* [What the task requires]: Reproduce the entries that follow, exactly and in full.

──────── Data for review

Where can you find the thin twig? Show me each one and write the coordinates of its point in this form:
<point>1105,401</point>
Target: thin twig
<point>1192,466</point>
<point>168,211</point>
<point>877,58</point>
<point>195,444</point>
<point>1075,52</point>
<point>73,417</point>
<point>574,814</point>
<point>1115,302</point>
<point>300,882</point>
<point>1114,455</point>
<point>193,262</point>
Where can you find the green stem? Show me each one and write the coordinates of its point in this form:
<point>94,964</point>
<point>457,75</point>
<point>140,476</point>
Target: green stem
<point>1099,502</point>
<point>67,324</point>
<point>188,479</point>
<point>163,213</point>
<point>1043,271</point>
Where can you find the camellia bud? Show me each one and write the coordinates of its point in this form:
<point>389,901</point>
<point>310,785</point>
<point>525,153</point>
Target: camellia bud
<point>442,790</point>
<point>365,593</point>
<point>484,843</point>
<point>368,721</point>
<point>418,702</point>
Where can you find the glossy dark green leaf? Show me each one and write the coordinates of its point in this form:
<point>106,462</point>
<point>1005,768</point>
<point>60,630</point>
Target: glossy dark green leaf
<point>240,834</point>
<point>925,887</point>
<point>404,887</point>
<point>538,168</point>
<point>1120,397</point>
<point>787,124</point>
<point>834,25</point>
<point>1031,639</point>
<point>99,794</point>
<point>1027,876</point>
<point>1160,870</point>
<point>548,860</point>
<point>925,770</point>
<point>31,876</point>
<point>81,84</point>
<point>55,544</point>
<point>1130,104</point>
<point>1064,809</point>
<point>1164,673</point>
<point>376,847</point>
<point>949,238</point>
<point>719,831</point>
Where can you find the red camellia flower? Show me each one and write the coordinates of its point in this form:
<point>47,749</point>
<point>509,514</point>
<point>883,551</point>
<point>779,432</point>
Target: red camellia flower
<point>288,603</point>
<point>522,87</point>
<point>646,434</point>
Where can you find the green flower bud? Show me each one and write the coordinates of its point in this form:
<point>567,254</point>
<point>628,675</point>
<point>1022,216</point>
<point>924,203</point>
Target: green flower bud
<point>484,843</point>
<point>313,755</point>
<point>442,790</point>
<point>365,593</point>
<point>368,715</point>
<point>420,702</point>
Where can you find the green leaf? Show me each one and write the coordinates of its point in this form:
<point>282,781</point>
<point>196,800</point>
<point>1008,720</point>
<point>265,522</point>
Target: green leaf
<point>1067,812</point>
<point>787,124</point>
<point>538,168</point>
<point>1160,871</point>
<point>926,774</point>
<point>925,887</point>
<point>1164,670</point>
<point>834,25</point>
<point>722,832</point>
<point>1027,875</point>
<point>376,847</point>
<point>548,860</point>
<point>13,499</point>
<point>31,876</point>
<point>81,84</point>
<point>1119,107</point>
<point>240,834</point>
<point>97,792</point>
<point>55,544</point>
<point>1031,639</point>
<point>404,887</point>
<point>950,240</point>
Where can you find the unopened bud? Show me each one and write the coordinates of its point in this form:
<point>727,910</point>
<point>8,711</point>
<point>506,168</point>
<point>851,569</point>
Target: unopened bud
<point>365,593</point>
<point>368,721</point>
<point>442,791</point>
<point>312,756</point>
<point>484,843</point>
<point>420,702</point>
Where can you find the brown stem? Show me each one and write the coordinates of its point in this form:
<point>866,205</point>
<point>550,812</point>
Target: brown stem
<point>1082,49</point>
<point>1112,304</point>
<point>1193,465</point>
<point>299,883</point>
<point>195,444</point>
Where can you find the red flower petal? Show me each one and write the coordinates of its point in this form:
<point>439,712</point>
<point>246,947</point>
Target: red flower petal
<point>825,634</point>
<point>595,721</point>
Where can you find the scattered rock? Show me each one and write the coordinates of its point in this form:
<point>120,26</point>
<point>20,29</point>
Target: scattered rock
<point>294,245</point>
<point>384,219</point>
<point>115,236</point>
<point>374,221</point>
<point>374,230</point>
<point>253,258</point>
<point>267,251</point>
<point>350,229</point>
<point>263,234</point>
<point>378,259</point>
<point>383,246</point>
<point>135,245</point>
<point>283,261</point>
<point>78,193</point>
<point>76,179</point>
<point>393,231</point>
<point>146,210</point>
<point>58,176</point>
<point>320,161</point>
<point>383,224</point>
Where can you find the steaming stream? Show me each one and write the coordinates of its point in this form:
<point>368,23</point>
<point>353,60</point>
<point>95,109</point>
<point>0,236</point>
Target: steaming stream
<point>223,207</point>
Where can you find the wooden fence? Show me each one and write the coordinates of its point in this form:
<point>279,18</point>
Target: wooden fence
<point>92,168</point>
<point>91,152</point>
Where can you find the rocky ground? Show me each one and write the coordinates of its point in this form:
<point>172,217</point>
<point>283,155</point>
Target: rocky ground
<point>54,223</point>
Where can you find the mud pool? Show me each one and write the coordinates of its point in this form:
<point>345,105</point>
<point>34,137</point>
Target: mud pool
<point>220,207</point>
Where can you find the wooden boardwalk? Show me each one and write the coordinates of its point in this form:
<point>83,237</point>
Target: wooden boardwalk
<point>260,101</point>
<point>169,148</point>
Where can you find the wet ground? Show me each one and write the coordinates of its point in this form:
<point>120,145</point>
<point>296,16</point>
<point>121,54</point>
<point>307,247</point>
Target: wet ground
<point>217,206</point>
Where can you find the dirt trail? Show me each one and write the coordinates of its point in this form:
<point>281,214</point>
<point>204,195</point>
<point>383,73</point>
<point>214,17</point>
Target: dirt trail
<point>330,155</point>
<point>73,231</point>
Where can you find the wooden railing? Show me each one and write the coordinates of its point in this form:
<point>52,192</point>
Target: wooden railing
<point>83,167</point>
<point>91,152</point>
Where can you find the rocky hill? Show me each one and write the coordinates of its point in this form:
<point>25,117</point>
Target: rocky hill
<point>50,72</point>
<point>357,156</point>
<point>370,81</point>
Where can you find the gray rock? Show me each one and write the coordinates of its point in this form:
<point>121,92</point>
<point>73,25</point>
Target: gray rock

────────────────

* [The completed task]:
Where can you find the thin twig? Show me each one and write the coordinates of its point in this form:
<point>1105,401</point>
Target: thin twig
<point>1192,466</point>
<point>168,211</point>
<point>877,58</point>
<point>195,444</point>
<point>1075,52</point>
<point>73,417</point>
<point>574,814</point>
<point>1115,302</point>
<point>300,882</point>
<point>1114,455</point>
<point>193,262</point>
Where can you find the green stem? Show me each one and write the coordinates of its point in this form:
<point>94,964</point>
<point>457,75</point>
<point>140,476</point>
Target: green stem
<point>1099,502</point>
<point>67,324</point>
<point>188,479</point>
<point>163,213</point>
<point>1043,271</point>
Where can you find the camellia bud? Show me each one and write the coordinates of its point in this form:
<point>389,901</point>
<point>310,785</point>
<point>525,153</point>
Target: camellia bud
<point>442,790</point>
<point>365,593</point>
<point>484,843</point>
<point>368,721</point>
<point>418,702</point>
Where can you find the glossy dark green leaf? Show me each one and write the coordinates of its point in this form:
<point>106,462</point>
<point>1005,768</point>
<point>60,630</point>
Target: glossy dark green leaf
<point>240,834</point>
<point>925,887</point>
<point>404,887</point>
<point>538,168</point>
<point>1120,397</point>
<point>787,124</point>
<point>834,25</point>
<point>1031,639</point>
<point>99,794</point>
<point>1027,876</point>
<point>1160,870</point>
<point>548,860</point>
<point>925,770</point>
<point>31,876</point>
<point>81,84</point>
<point>55,544</point>
<point>1130,104</point>
<point>1064,809</point>
<point>1164,673</point>
<point>376,847</point>
<point>949,238</point>
<point>719,831</point>
Where can you find the red camellia flower? Show me each one and write the coordinates of its point in this form:
<point>47,749</point>
<point>509,514</point>
<point>883,551</point>
<point>779,432</point>
Target: red camellia flower
<point>288,603</point>
<point>522,87</point>
<point>646,434</point>
Where can you find the green flower bud? Show me each one and write the coordinates of its point in this form:
<point>567,254</point>
<point>628,675</point>
<point>1022,216</point>
<point>924,203</point>
Target: green flower bud
<point>484,843</point>
<point>313,755</point>
<point>442,790</point>
<point>365,593</point>
<point>368,715</point>
<point>420,702</point>
Where can you find the green leaf? Show me each one and write the coordinates of its point in this form:
<point>282,781</point>
<point>196,800</point>
<point>1008,720</point>
<point>265,522</point>
Target: green leaf
<point>1067,812</point>
<point>787,124</point>
<point>538,168</point>
<point>1160,871</point>
<point>926,774</point>
<point>925,887</point>
<point>1164,670</point>
<point>834,25</point>
<point>722,832</point>
<point>1027,875</point>
<point>376,847</point>
<point>548,860</point>
<point>13,499</point>
<point>31,876</point>
<point>81,84</point>
<point>1119,107</point>
<point>240,834</point>
<point>97,792</point>
<point>55,544</point>
<point>1031,639</point>
<point>404,887</point>
<point>950,240</point>
Where can you find the unopened bud? Show me each one and write the coordinates of its point in this form:
<point>727,910</point>
<point>8,711</point>
<point>506,168</point>
<point>851,569</point>
Target: unopened bud
<point>365,593</point>
<point>368,721</point>
<point>442,791</point>
<point>312,756</point>
<point>484,843</point>
<point>420,702</point>
Where can you find the brown stem? Show me each one and write the coordinates of its point in this form:
<point>866,205</point>
<point>550,812</point>
Target: brown stem
<point>1082,49</point>
<point>1112,304</point>
<point>1193,465</point>
<point>299,883</point>
<point>195,444</point>
Where can you find the red flower petal? Show me each one and write the coordinates of its point in this form:
<point>439,712</point>
<point>246,947</point>
Target: red flower petal
<point>825,634</point>
<point>595,721</point>
Where can you find the scattered rock? Show me each one and write the coordinates of its point in this form:
<point>120,26</point>
<point>20,29</point>
Target: scattered rock
<point>294,245</point>
<point>384,219</point>
<point>115,236</point>
<point>374,221</point>
<point>374,230</point>
<point>253,258</point>
<point>267,251</point>
<point>350,229</point>
<point>263,234</point>
<point>378,259</point>
<point>383,246</point>
<point>135,245</point>
<point>283,261</point>
<point>78,193</point>
<point>76,179</point>
<point>393,231</point>
<point>146,210</point>
<point>58,176</point>
<point>320,161</point>
<point>383,224</point>
Where can you find the steaming stream? Show me each one and write the coordinates of its point in this form:
<point>368,23</point>
<point>353,60</point>
<point>95,109</point>
<point>0,236</point>
Target: steaming stream
<point>223,207</point>
Where can you find the wooden fence? Show me each one and write the coordinates of its point in this form:
<point>279,18</point>
Target: wooden fence
<point>92,168</point>
<point>91,152</point>
Where can you find the rocky ground? Show me each one and write the coordinates of its point in this form:
<point>172,217</point>
<point>283,155</point>
Target: rocky ground
<point>54,223</point>
Where can you find the mud pool? Show me each one and write the coordinates of its point in this form:
<point>345,105</point>
<point>34,137</point>
Target: mud pool
<point>220,207</point>
Where can you find the wooden boardwalk? Show me each one and write the coordinates of its point in this form:
<point>83,237</point>
Target: wooden boardwalk
<point>260,101</point>
<point>169,148</point>
Where can you find the wet ground? Show me each one and write the coordinates of its point in this form:
<point>120,145</point>
<point>296,16</point>
<point>121,54</point>
<point>307,247</point>
Target: wet ground
<point>217,206</point>
Where can you find the dirt trail? Show me each one and write the coordinates of its point in this form:
<point>281,214</point>
<point>204,195</point>
<point>383,73</point>
<point>214,17</point>
Target: dirt trail
<point>330,155</point>
<point>73,231</point>
Where can you find the wooden railing? Show me each one and write the coordinates of its point in this form:
<point>52,192</point>
Target: wooden railing
<point>83,167</point>
<point>91,152</point>
Where can you find the rocky hill? Show me each one and write the coordinates of its point in this form:
<point>25,117</point>
Target: rocky hill
<point>50,72</point>
<point>357,156</point>
<point>370,81</point>
Where can you find the gray rock? Show me each one and write the coordinates of its point in this form:
<point>121,92</point>
<point>73,25</point>
Target: gray rock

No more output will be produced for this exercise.